'''

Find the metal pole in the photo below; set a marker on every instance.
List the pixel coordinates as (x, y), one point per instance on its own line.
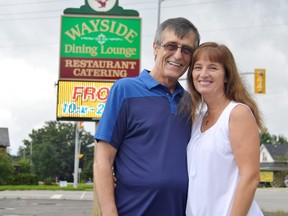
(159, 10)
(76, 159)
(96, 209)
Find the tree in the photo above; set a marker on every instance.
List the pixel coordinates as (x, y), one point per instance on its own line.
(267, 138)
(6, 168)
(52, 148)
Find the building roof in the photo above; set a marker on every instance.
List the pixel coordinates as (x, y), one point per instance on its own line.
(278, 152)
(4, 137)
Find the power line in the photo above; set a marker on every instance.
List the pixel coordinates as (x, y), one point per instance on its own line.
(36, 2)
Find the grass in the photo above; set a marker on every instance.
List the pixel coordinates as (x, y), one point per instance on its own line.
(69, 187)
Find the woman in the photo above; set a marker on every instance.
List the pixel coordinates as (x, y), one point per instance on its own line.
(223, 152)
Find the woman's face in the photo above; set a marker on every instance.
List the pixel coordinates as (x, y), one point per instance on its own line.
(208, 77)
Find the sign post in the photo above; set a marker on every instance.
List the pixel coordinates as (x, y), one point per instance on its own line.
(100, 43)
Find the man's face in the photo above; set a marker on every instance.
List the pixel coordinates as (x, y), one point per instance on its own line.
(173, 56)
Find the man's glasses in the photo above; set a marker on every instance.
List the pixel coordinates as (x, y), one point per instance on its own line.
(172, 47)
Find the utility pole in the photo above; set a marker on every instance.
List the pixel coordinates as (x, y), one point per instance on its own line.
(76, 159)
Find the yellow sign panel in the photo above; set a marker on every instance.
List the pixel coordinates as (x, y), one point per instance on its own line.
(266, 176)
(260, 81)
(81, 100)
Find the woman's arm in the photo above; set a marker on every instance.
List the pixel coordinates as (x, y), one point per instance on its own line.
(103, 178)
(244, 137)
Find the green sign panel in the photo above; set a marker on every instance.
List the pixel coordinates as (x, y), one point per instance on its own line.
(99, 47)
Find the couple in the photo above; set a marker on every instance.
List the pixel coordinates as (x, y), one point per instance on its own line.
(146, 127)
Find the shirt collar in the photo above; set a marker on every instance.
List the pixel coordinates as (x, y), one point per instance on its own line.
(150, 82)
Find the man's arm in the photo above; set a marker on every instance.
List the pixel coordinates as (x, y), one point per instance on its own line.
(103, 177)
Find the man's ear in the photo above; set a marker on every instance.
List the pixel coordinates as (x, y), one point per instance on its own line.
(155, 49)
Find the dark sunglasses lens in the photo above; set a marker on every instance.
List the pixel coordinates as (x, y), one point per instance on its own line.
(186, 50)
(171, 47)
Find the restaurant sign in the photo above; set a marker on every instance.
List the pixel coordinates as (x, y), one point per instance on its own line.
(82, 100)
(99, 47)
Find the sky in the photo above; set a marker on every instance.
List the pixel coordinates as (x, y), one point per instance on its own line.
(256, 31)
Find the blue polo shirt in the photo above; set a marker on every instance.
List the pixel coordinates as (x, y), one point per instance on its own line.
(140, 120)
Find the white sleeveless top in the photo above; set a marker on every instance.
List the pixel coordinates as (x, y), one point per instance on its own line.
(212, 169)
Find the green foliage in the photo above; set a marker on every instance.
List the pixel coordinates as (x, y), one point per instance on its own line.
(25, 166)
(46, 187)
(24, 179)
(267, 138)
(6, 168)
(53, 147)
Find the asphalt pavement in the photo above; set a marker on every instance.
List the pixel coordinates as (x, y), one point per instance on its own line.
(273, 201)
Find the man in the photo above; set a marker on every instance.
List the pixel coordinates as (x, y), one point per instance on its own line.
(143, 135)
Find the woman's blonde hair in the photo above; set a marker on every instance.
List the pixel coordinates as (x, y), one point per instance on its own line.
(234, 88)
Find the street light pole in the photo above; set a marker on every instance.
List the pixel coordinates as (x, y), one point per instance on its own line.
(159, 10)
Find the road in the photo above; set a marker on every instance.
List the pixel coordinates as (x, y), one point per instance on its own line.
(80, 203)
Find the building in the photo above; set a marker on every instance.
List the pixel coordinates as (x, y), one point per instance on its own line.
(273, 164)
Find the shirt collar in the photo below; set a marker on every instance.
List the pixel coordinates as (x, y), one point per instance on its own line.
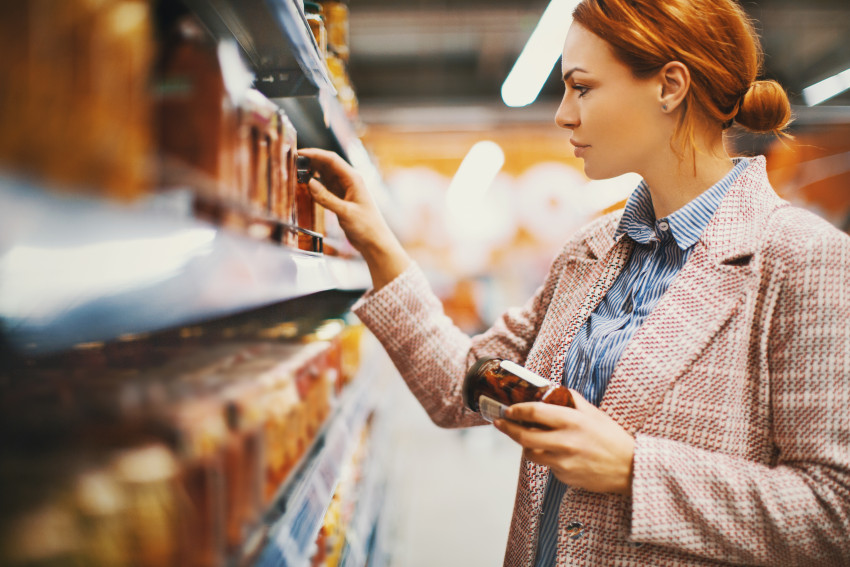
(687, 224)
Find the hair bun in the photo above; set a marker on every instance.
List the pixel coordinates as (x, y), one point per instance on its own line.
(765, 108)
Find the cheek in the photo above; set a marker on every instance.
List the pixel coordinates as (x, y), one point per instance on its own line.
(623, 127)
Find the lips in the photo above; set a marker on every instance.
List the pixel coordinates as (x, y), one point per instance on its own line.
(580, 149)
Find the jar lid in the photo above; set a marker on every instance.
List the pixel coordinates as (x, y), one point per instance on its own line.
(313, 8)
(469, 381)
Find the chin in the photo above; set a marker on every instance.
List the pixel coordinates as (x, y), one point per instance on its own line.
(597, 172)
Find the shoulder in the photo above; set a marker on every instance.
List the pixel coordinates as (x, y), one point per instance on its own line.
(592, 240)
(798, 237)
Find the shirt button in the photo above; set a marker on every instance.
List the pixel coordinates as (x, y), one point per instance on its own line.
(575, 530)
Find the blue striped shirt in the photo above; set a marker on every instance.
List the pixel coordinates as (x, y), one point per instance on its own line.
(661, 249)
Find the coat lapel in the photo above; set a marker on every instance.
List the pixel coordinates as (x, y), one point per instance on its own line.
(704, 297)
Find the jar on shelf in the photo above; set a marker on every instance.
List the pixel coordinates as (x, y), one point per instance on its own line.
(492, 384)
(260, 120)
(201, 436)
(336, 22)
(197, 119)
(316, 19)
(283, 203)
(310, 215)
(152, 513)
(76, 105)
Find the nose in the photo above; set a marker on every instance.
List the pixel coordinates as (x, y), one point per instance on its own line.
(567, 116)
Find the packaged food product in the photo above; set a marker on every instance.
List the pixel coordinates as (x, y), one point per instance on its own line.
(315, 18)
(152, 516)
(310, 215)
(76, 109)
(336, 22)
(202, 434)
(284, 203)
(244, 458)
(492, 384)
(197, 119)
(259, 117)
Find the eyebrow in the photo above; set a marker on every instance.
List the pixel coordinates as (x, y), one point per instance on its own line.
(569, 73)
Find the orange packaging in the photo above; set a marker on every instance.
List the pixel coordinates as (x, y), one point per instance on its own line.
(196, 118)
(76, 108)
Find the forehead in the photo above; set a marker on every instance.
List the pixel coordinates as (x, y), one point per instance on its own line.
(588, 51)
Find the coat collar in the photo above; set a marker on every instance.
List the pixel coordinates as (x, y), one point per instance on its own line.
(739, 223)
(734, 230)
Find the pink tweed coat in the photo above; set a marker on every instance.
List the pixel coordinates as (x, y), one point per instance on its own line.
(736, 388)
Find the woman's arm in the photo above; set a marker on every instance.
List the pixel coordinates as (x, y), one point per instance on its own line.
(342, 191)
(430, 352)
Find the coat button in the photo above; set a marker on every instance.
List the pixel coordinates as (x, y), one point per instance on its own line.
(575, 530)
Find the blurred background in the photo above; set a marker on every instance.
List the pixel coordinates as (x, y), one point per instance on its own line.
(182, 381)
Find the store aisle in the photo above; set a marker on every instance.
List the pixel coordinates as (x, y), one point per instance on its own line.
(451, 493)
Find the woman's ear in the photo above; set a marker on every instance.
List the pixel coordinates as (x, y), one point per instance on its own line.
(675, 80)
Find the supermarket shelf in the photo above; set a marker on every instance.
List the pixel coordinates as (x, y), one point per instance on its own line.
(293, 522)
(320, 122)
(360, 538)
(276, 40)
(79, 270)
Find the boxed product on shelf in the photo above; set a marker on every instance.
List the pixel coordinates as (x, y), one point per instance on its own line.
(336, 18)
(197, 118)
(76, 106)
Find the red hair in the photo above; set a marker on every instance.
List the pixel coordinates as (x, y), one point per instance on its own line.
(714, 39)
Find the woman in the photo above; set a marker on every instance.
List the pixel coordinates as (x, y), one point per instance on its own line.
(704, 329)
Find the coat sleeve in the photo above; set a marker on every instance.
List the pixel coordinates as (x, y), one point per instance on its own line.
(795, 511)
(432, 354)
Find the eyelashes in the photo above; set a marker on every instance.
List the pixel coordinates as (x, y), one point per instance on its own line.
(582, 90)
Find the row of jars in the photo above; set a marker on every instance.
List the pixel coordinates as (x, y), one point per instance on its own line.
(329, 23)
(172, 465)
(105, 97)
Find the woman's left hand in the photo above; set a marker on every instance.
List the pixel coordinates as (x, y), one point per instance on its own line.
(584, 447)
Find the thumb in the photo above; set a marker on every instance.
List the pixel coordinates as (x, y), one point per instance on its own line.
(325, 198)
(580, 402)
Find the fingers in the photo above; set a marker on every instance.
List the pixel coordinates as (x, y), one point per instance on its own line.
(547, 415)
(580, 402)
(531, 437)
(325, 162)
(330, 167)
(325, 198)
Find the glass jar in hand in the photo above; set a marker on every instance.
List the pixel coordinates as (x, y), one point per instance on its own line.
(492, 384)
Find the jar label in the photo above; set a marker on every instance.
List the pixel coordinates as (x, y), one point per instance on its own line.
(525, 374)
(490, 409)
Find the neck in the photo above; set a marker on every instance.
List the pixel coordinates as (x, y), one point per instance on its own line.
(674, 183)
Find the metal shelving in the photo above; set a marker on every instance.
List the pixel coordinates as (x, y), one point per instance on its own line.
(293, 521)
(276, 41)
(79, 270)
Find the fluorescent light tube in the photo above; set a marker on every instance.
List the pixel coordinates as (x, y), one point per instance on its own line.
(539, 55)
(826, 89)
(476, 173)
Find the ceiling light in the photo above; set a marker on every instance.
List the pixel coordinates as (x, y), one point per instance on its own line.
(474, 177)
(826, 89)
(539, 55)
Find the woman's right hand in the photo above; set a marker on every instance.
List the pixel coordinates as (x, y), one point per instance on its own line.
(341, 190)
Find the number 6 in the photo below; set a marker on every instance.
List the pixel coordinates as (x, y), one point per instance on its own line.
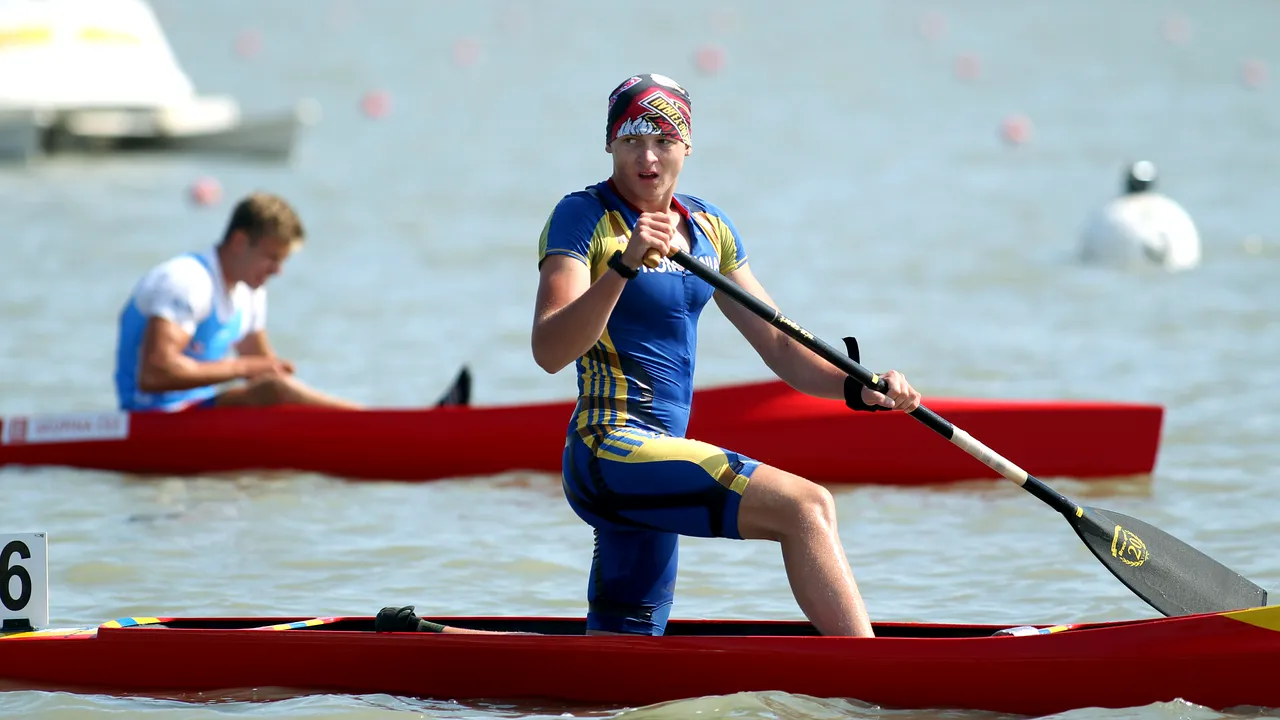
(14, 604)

'''

Your instructions | Copy all lines in the listing above where the string "collar" appears.

Result of this exercise |
Find the shirt collar in the photo above; set a marker on every instance.
Find the shirt collar in the photo below; set a marker on every instance.
Find the coat collar in the photo above; set a marker on every instance.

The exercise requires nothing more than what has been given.